=== Set task ===
Extract each line of the items below that contains the string "camouflage", using case-sensitive matching.
_ _ _ _ _ _ _
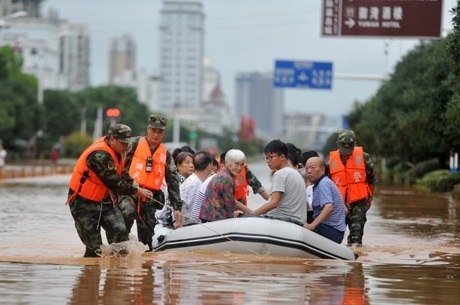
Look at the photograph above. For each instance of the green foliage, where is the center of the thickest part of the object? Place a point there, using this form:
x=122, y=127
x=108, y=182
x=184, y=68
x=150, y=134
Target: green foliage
x=439, y=181
x=407, y=116
x=75, y=143
x=454, y=40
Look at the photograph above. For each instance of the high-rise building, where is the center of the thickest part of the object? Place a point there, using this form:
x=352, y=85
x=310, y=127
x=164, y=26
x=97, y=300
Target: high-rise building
x=57, y=52
x=122, y=57
x=256, y=98
x=181, y=54
x=74, y=63
x=32, y=7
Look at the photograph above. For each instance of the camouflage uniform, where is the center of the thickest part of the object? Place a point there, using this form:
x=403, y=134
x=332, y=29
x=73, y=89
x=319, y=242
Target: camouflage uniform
x=144, y=213
x=356, y=217
x=90, y=216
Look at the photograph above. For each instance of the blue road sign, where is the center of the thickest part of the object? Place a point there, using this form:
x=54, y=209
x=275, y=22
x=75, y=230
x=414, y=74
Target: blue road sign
x=303, y=74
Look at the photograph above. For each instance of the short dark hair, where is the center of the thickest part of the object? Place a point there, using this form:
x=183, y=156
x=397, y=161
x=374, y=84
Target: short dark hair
x=294, y=154
x=222, y=157
x=180, y=158
x=307, y=155
x=277, y=147
x=202, y=159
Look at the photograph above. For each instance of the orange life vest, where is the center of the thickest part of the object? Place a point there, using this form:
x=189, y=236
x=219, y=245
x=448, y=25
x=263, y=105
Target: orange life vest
x=241, y=187
x=152, y=179
x=351, y=177
x=84, y=182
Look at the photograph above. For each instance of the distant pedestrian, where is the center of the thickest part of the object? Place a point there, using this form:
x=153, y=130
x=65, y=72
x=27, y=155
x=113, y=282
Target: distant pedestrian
x=54, y=156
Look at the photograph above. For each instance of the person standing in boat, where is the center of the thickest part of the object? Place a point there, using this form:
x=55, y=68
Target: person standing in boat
x=219, y=201
x=96, y=180
x=352, y=171
x=150, y=164
x=327, y=203
x=287, y=201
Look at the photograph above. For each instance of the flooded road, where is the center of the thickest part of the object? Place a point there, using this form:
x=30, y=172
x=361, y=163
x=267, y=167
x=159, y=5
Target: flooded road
x=411, y=254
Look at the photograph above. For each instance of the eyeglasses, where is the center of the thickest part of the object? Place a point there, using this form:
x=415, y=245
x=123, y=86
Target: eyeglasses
x=269, y=157
x=239, y=164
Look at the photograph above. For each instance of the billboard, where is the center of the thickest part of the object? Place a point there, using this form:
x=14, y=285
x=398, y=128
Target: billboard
x=393, y=18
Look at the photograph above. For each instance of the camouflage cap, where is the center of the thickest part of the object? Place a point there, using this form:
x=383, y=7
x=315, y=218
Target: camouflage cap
x=346, y=136
x=157, y=121
x=120, y=132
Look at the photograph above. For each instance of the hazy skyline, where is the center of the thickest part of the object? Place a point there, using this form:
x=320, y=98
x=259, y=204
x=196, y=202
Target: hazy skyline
x=247, y=36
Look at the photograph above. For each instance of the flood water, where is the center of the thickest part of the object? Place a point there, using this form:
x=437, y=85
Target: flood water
x=411, y=255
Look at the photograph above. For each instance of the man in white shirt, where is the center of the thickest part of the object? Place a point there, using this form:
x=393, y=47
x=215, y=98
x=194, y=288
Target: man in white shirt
x=287, y=201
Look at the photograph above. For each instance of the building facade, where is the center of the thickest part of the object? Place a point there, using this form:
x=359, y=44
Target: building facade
x=122, y=57
x=256, y=98
x=181, y=54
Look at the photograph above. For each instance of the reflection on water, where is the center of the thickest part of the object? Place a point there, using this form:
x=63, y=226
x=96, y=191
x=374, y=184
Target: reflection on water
x=411, y=254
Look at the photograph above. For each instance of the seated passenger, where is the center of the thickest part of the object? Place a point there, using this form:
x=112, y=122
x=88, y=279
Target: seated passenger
x=327, y=203
x=219, y=202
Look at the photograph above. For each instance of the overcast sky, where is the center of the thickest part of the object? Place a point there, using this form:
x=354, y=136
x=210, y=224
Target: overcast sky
x=245, y=36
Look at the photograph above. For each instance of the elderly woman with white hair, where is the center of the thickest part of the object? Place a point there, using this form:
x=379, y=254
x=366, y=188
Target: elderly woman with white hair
x=219, y=202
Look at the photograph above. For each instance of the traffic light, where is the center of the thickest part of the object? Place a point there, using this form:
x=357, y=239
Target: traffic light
x=113, y=113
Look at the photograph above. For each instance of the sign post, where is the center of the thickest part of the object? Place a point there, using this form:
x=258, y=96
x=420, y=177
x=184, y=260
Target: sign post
x=403, y=18
x=303, y=74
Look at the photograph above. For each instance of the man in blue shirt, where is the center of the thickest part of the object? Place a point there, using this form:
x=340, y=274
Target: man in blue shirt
x=327, y=204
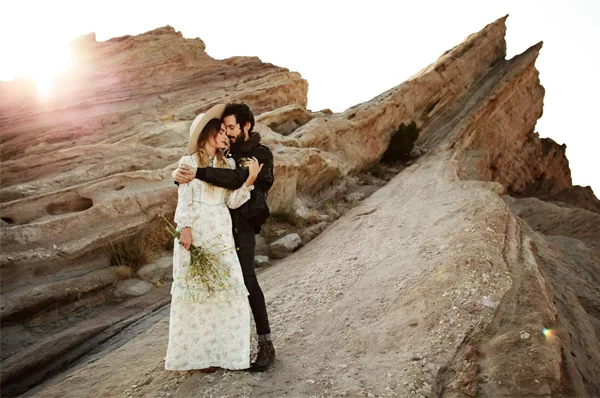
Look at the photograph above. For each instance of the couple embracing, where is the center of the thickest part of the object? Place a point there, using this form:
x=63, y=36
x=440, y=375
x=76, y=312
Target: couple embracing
x=221, y=206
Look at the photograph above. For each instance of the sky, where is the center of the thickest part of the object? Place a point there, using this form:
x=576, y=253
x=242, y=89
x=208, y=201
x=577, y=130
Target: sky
x=348, y=51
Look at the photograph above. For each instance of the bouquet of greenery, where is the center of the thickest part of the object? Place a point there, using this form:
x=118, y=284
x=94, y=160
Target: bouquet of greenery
x=205, y=269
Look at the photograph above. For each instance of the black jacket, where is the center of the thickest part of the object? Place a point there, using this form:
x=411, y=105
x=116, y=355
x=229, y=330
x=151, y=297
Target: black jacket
x=234, y=178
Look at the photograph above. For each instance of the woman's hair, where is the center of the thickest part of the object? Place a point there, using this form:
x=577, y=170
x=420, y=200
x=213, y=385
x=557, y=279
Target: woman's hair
x=210, y=130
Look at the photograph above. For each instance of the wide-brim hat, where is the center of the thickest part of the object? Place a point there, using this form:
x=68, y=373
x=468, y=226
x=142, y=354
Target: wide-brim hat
x=216, y=112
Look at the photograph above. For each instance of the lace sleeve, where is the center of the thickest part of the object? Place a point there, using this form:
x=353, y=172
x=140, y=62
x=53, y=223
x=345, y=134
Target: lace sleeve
x=184, y=214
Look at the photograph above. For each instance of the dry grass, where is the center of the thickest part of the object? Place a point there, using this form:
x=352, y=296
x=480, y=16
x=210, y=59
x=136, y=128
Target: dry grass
x=141, y=248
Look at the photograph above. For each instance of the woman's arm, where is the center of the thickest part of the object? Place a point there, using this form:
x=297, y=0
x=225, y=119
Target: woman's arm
x=242, y=194
x=184, y=213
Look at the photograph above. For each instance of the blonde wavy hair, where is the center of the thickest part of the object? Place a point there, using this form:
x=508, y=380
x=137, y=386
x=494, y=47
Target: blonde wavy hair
x=211, y=129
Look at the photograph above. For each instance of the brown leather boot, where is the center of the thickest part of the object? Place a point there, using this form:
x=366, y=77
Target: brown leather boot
x=264, y=358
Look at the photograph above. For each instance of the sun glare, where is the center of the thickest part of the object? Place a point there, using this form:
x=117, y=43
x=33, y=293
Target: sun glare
x=43, y=64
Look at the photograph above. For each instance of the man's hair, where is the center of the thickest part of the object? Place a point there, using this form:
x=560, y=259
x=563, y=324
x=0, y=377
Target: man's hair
x=242, y=114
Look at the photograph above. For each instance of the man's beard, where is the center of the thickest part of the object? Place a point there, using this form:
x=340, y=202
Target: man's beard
x=237, y=145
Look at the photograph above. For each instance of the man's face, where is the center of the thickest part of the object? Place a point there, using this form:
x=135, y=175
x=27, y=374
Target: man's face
x=233, y=128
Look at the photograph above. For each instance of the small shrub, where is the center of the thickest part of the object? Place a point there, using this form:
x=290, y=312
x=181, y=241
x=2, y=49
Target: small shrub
x=402, y=143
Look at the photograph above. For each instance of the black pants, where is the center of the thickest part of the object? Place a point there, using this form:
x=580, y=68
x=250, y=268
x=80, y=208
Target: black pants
x=245, y=242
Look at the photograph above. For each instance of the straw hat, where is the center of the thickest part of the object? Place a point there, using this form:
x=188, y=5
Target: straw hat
x=216, y=112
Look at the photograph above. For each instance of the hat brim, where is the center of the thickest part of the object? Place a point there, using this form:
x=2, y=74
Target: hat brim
x=216, y=112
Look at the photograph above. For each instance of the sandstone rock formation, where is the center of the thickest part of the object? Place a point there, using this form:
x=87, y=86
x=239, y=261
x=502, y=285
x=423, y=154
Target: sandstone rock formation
x=438, y=284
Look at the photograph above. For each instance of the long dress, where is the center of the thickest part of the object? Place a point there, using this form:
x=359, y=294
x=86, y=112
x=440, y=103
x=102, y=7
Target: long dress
x=208, y=328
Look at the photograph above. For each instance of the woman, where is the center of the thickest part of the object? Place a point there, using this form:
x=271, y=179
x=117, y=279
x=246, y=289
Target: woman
x=208, y=329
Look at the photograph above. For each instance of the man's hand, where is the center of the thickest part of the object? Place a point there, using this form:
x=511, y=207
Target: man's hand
x=184, y=174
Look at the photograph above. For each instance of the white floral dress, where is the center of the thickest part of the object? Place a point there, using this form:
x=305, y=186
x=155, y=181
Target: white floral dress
x=208, y=329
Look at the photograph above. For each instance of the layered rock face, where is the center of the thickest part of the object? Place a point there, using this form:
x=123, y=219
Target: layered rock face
x=89, y=165
x=436, y=285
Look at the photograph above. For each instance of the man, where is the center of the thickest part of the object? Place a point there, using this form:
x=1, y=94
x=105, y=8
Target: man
x=245, y=143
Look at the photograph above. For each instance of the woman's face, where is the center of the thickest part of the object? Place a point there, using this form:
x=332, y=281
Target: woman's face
x=220, y=140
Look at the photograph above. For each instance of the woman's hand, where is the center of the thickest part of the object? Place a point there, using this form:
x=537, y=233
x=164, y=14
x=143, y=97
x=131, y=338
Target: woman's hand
x=253, y=169
x=184, y=174
x=186, y=238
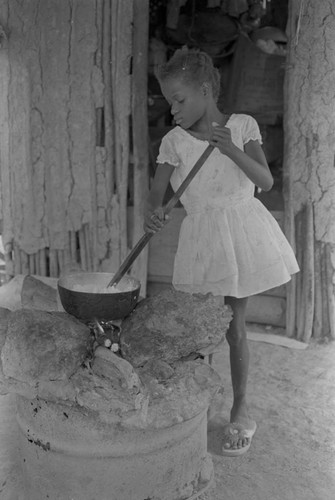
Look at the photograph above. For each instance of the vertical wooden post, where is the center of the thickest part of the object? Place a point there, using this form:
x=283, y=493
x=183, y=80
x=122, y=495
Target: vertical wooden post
x=140, y=131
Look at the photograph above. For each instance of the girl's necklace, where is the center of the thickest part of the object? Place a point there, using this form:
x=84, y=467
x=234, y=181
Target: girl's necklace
x=206, y=137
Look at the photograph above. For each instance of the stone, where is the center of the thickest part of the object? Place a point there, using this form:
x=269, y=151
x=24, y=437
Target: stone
x=43, y=345
x=172, y=325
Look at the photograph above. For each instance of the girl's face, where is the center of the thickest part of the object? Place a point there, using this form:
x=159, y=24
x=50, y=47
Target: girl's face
x=188, y=102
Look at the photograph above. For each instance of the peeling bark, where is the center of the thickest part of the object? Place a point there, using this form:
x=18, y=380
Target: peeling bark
x=309, y=174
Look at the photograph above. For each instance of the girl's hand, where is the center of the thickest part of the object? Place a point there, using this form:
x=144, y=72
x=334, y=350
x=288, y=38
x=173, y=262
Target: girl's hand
x=155, y=220
x=221, y=139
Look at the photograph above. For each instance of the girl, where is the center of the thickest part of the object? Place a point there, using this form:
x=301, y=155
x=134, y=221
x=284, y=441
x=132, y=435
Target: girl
x=229, y=244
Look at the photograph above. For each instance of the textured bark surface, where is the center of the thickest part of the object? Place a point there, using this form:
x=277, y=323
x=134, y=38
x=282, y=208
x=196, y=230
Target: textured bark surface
x=310, y=111
x=65, y=121
x=309, y=174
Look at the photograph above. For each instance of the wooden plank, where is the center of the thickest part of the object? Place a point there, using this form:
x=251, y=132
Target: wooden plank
x=5, y=194
x=266, y=310
x=140, y=132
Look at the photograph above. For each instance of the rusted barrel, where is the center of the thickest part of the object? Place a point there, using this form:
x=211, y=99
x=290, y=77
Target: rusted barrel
x=69, y=454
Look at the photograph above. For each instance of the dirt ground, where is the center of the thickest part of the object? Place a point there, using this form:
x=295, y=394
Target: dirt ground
x=292, y=456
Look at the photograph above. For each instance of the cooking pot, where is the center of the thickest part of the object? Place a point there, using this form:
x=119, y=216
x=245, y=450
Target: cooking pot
x=90, y=305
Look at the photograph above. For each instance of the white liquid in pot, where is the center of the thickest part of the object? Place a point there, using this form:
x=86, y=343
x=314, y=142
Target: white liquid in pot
x=101, y=288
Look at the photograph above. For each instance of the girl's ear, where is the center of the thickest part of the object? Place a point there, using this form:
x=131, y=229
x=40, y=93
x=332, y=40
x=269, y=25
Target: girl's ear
x=205, y=88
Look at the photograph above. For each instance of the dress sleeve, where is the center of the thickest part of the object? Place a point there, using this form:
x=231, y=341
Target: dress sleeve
x=167, y=152
x=251, y=130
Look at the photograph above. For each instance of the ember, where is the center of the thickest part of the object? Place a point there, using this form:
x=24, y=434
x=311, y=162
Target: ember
x=136, y=421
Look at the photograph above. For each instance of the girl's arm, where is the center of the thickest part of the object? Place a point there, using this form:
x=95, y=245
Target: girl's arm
x=154, y=218
x=252, y=160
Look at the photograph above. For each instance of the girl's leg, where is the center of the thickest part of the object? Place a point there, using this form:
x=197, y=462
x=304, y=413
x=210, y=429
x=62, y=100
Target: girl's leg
x=239, y=364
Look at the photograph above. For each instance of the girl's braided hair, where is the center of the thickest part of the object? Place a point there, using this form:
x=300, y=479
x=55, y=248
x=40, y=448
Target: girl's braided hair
x=192, y=66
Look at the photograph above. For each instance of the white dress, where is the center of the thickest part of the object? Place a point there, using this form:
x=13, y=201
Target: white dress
x=229, y=243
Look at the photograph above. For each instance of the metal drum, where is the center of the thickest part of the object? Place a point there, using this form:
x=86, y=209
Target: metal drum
x=68, y=453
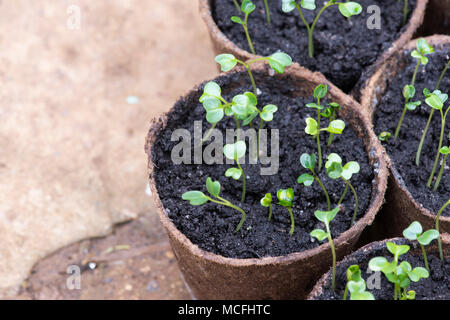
_ _ _ _ _ _ _
=== Task response ===
Look at the photograph above. For each instance of the camouflage uniform, where is the center of the thickest part of the object? Place a point there, using this form:
Target: camouflage uniform
Look at the photograph above. For each instance of the camouflage cap, where is the center of the thickest part of the object? Place a point there, using this form:
Target: camouflage cap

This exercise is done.